PROVIDED TEXT →
# RGS "Fun"trials



## MandJ (Oct 10, 2012)

Ok, I admit to being a bit uninformed when it comes to the various hunt tests. Seems it would solve a lot of issues, just to drop brace concept. At least for flushers. Is it important or is it for logistics(time)? That would alleviate alot of newby concerns. Would that get spaniel guys in? Or would it still not be formal enough? Appears it would help with new people. I'm not sure myself, but dogs young or experienced can sometimes go off the deep end. The one I watched, it didn't appear to be a big deal. Course seemed wide enough. These are planted birds. 


Sent from my SCH-I435 using Ohub Campfire mobile app


----------



## MandJ (Oct 10, 2012)

Sorry the event I watched was gdoy, so I guess you wouldn't expect those issues. Why do they run braces?

Sent from my SCH-I435 using Ohub Campfire mobile app


----------



## Jim58 (Jan 16, 2010)

MandJ said:


> Sorry the event I watched was gdoy, so I guess you wouldn't expect those issues. Why do they run braces?
> 
> Sent from my SCH-I435 using Ohub Campfire mobile app


I think you would go from 34 dogs to 17 or 18.

Sent from my XT907 using Ohub Campfire mobile app


----------



## MandJ (Oct 10, 2012)

I take it the reduction would be because of time restraints?

Sent from my SCH-I435 using Ohub Campfire mobile app


----------



## shantzonpoint (Feb 4, 2007)

Yes you guys are correct. The main reason for the braces has to do with time constraints. At our event when we had good turnouts, we split a large field in two (half for flushing dogs and half for pointing dogs). We would have to run 4 fields to get the same amount of dogs through compared to using a brace system. This would also cause a logistic problem for us. Most places don't have 4 fields within walking distance of one another. So getting scorecards back to the clubhouse and communication could be a problem if everybody is spread out.

COLLECTED DATA →
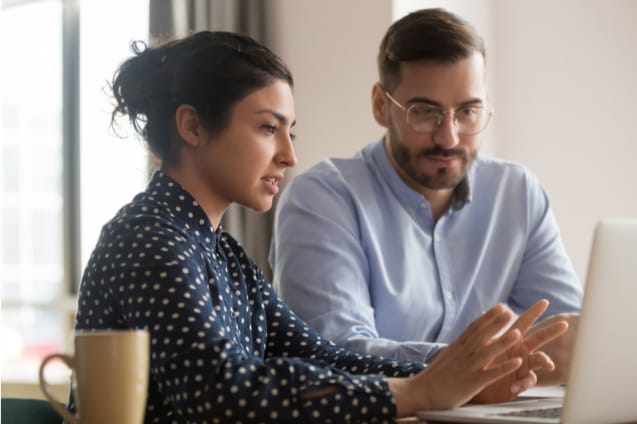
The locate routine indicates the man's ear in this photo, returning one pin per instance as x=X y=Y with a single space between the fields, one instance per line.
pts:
x=378 y=104
x=188 y=125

AIM OF THE TASK →
Please pick up the forum thread about running dogs in braces at RGS fun trials and continue it from the end of its last post. The data come from a separate source unrelated to the thread.

TASK RESPONSE →
It also means you need more bird planters, more field marshals, and possibly more judges. I know when we held our trial we gave the planters, field marshals, and judges a gratuity (to cover their gas). So you would have to take that into account for the budget as well. Instead of entries getting cheaper, they would most likely go up which in turn will most likely hurt attendance.

If whichever chapter is hosting an event can utilize multiple fields and make it work efficiently, and get enough volunteers, then I would consider it because running in a brace does sound like the #1 concern/complaint. That's what we did at our fun hunt last month. We were fortunate to find a venue that had 3 small/medium fields within 75 yards of the clubhouse. We ran 30 minute run time (dogs ran solo) and 15 minutes between runs for the bird planter. It worked out perfect and we could've ran 30 dogs and been wrapped up by 5pm. We had 27 so we were done at 4:15.


----------



## shantzonpoint (Feb 4, 2007)

I forgot to mention another reason for the braces is so dogs have an opportunity to honor another dog. It can also show how well the dog handles when another dog is present. For instance, if a bird is shot that was pointed/flushed by Dog A. If Dog B sees the bird go down and takes chase to find the downed bird, it will show the judges if the handler can call the dog off.


----------



## Jim58 (Jan 16, 2010)

Thanks for the clarification shantzonpoint.

Sent from my XT907 using Ohub Campfire mobile app


----------



## dauber (Jan 11, 2010)

Jim58 said:


> I think you would go from 34 dogs to 17 or 18.
> 
> Sent from my XT907 using Ohub Campfire mobile app



I don't have any trouble with pointing dogs running brace. I don't believe it is at the highest levels for pointing dog to brace as it is for spaniels. So you would only have to run the 4-6 flushing dogs single.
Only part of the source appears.